Job item:
Copy out every one of the following items word for word.

Exercise input:
=====
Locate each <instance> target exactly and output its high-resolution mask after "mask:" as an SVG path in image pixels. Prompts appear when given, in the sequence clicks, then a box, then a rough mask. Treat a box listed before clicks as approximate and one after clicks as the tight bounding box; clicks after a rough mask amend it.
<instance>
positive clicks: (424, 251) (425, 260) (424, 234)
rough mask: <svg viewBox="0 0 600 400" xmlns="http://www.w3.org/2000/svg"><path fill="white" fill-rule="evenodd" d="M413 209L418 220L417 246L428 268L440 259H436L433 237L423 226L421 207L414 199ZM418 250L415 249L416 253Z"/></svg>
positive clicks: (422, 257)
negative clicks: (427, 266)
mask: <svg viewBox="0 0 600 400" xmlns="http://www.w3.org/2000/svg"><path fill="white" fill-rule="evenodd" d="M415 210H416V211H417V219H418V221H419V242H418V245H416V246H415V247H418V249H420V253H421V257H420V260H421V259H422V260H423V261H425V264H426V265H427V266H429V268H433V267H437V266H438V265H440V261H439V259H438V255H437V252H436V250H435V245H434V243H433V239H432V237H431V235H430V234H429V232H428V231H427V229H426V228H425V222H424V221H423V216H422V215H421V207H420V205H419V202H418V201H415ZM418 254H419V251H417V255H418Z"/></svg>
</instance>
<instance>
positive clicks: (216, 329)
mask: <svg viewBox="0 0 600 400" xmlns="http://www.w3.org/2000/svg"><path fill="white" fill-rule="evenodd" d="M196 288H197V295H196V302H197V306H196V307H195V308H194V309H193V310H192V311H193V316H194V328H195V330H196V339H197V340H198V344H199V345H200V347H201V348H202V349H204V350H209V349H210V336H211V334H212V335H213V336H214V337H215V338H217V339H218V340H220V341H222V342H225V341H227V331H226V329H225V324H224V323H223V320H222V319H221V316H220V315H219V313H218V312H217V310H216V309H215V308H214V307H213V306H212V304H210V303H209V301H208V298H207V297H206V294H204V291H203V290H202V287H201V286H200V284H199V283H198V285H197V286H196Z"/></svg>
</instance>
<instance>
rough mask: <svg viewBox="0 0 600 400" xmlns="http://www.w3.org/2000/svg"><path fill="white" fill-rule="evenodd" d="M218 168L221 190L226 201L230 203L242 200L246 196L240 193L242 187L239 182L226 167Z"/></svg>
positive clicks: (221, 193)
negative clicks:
=====
Solution to this problem:
Locate each <instance> target exactly and output its high-resolution mask after "mask:" as an SVG path in image pixels. Prompts appear when given, in the sequence clicks, then a box, then a rough mask. Treat a box listed before clicks as approximate and one after clicks as the tight bounding box; clicks after a rough mask amend it.
<instance>
positive clicks: (424, 251) (425, 260) (424, 234)
rough mask: <svg viewBox="0 0 600 400" xmlns="http://www.w3.org/2000/svg"><path fill="white" fill-rule="evenodd" d="M413 209L418 220L417 246L428 268L440 259H436L433 237L423 226L421 207L414 199ZM418 250L415 249L416 253Z"/></svg>
positive clicks: (422, 257)
negative clicks: (427, 266)
mask: <svg viewBox="0 0 600 400" xmlns="http://www.w3.org/2000/svg"><path fill="white" fill-rule="evenodd" d="M415 210H416V211H417V219H418V221H419V242H418V245H416V246H415V247H418V249H420V253H421V257H420V260H421V259H422V260H423V261H425V264H426V265H427V266H429V268H433V267H437V266H438V265H440V261H439V259H438V255H437V252H436V250H435V245H434V243H433V239H432V237H431V235H430V234H429V232H428V231H427V229H426V228H425V222H424V221H423V216H422V215H421V207H420V205H419V202H418V201H415ZM418 254H419V251H417V255H418Z"/></svg>
</instance>
<instance>
positive clicks: (216, 329)
mask: <svg viewBox="0 0 600 400" xmlns="http://www.w3.org/2000/svg"><path fill="white" fill-rule="evenodd" d="M196 288H197V295H196V302H197V306H196V307H195V308H194V309H193V310H192V311H193V316H194V328H195V330H196V339H197V340H198V344H199V345H200V347H201V348H202V349H204V350H209V349H210V336H211V334H212V335H213V336H214V337H215V338H217V339H218V340H220V341H222V342H225V341H227V331H226V329H225V324H224V323H223V320H222V319H221V316H220V315H219V313H218V312H217V310H216V309H215V308H214V307H213V306H212V304H210V303H209V301H208V298H207V297H206V294H204V291H203V290H202V287H201V286H200V284H199V283H198V285H197V286H196Z"/></svg>
</instance>
<instance>
rough mask: <svg viewBox="0 0 600 400" xmlns="http://www.w3.org/2000/svg"><path fill="white" fill-rule="evenodd" d="M218 168L221 190L226 201L230 203L242 200L246 196L240 193L242 187L239 182L226 167Z"/></svg>
positive clicks: (221, 193)
negative clicks:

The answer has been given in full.